◆ Assigned task
Continue the passage on sharing research data, starting right after its final paragraph about data embargoes.

◆ Quoted passage

⟨

It’s not about adding bricks to a wall – sometimes the wall has to be demolished to make way for a building. We shouldn’t be afraid to support researchers whose conclusions have subsequently been demonstrated to be incorrect. It’s OK to be wrong, and we should embrace this as a community.

2) “It takes me a long time to generate a data set. I frequently publish an initial analysis of data and then follow it up with analyses that are more in-depth or from a different perspective. If I publish my data, I loose control of it and somebody else might scoop me.”

A false dichotomy?

This is where data citation comes in. The majority of data sharing platforms come with a Digital Object Identifier (DOI), or are licensed under a Creative Commons attribution license (CC BY), which means that data can be cited on the same level as research articles. This has yet to become widespread practice, but the more people that begin to cite data, the more common and accepted it will become. As a proponent of open science, I hope that one day soon, data citations will be considered just as valid as traditional article citations.

When your data is cited, you get additional credit for more research outputs than just a paper. If you’re into metrics, then the number of citations is a pretty important figure for an individual, which can play a role in funding applications, hiring, and promotion. A study by Heather Piwowar and Todd Vision shows that there is a clear citation advantage to making your data open. In addition to this, they found that this advantage persisted for years beyond the time period in which the researchers had maximally used their data to publish papers.

Some publishers are also now creating ‘data journals’. In these journals, data are published without any discussion or formal results. All this taken together, we are beginning to see a trend towards increasing reward for open data. For open science to move to the next level, the research community and funding bodies must recognise that data are at least as important as traditional research articles.

One possible solution to mitigate the risk of being ‘scooped’ is the creation of data embargoes, similar to the green open access embargoes that many funders and publishers have negotiated. An appropriate system of embargoes, where data is not released alongside a publication, but delayed for a suitable amount of time, would protect authors’ abilities to maximally exploit their own data for personal research and publication.

⟩

◆ Dataset section
⟨

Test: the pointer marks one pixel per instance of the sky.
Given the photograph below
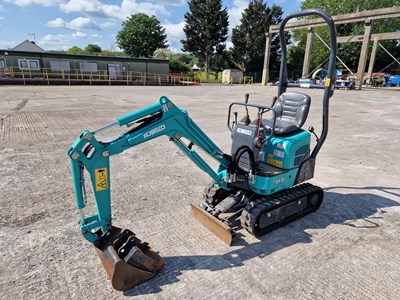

⟩

◆ Written response
3) “The data that I have is in a highly specialized format that other people cannot necessarily read, let alone interpret. Aside from the fact that many repositories don’t accept my file, I hear that I have to make my data interpretable. I simply don’t have the time to process my data or convert its file type so that people outside of my field can take advantage of it.”

What I think is becoming clear is that community-dependent standards for data sharing simply do not exist. What would make this much simpler if guidelines existed to help researchers develop and construct their data in a manner that is interpretable and usable by external parties. Developing best practices for data reuse and sharing, including good metadata, common repositories, and proper citation for appropriate credit are all ways to try and achieve this.

There is an ever-expanding range of options for scientific data formats. Subject specific repositories, for instance often offer niche file support for specific disciplines. Institutional repositories are arguably lagging slightly in terms of file support, but some commercial offerings are highly flexible. Figshare, for example, will extend support for any file type upon request.

There are admittedly still more to discuss and several issues to explore. Questions regarding the opening up of commercially or medically sensitive, or industrially-funded, data are examples. Whether or not sensitive data are made openly available should be assessed on a case-by-case basis depending on the situation. There are also open questions surrounding data duplication and negative data, but I’ll leave those for a subsequent post.

Researchers all want to contribute to the global pot of knowledge, that’s why we do what we do. Let us return to and embrace this principle of open research, and make our data open – who knows what might be achieved, and who knows what might be lost by restricting access to it.